Directive
Please lay out the entries below as a Markdown table with two columns, Row and Line. Number each line in Row and omit the blank lines.

>>>

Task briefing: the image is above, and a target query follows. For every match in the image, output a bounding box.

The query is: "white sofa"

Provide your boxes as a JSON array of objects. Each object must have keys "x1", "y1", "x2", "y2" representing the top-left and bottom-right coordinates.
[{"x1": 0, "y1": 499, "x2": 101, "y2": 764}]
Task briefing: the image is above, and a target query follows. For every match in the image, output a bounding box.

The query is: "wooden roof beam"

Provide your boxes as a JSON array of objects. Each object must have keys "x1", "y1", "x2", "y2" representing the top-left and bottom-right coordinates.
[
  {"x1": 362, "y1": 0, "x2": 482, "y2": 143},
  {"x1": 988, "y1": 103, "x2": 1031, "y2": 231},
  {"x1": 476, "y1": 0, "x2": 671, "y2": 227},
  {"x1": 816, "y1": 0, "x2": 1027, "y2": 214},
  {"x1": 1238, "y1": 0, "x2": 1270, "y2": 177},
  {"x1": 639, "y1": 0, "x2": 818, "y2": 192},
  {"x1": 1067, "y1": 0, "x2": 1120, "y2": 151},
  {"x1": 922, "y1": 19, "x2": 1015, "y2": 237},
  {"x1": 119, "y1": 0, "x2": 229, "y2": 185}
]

<<<

Exercise solution
| Row | Line |
|---|---|
| 1 | Task briefing: the image is above, and a target query follows. For every match in the image, output a bounding box. |
| 2 | The query is: "white sofa" |
| 3 | Provide your boxes as a JSON array of objects. Each object must have keys "x1", "y1", "x2", "y2" representing the top-left and bottom-right coordinates. |
| 4 | [{"x1": 0, "y1": 499, "x2": 101, "y2": 764}] |
| 5 | Task briefing: the image is above, and a target query follows. For every match in the image, output a bounding box. |
| 6 | The query is: "wooden roof beam" |
| 7 | Provide your boxes as a JSON array of objects. Each object must have keys "x1", "y1", "x2", "y2" representing the top-left and bottom-right coordinates. |
| 8 | [ |
| 9 |   {"x1": 362, "y1": 0, "x2": 482, "y2": 143}, |
| 10 |   {"x1": 988, "y1": 103, "x2": 1031, "y2": 231}, |
| 11 |   {"x1": 476, "y1": 0, "x2": 671, "y2": 227}, |
| 12 |   {"x1": 816, "y1": 0, "x2": 1027, "y2": 214}, |
| 13 |   {"x1": 1238, "y1": 0, "x2": 1270, "y2": 177}, |
| 14 |   {"x1": 639, "y1": 0, "x2": 818, "y2": 192}, |
| 15 |   {"x1": 1067, "y1": 0, "x2": 1120, "y2": 151}, |
| 16 |   {"x1": 922, "y1": 19, "x2": 1015, "y2": 237}, |
| 17 |   {"x1": 119, "y1": 0, "x2": 229, "y2": 185} |
| 18 | ] |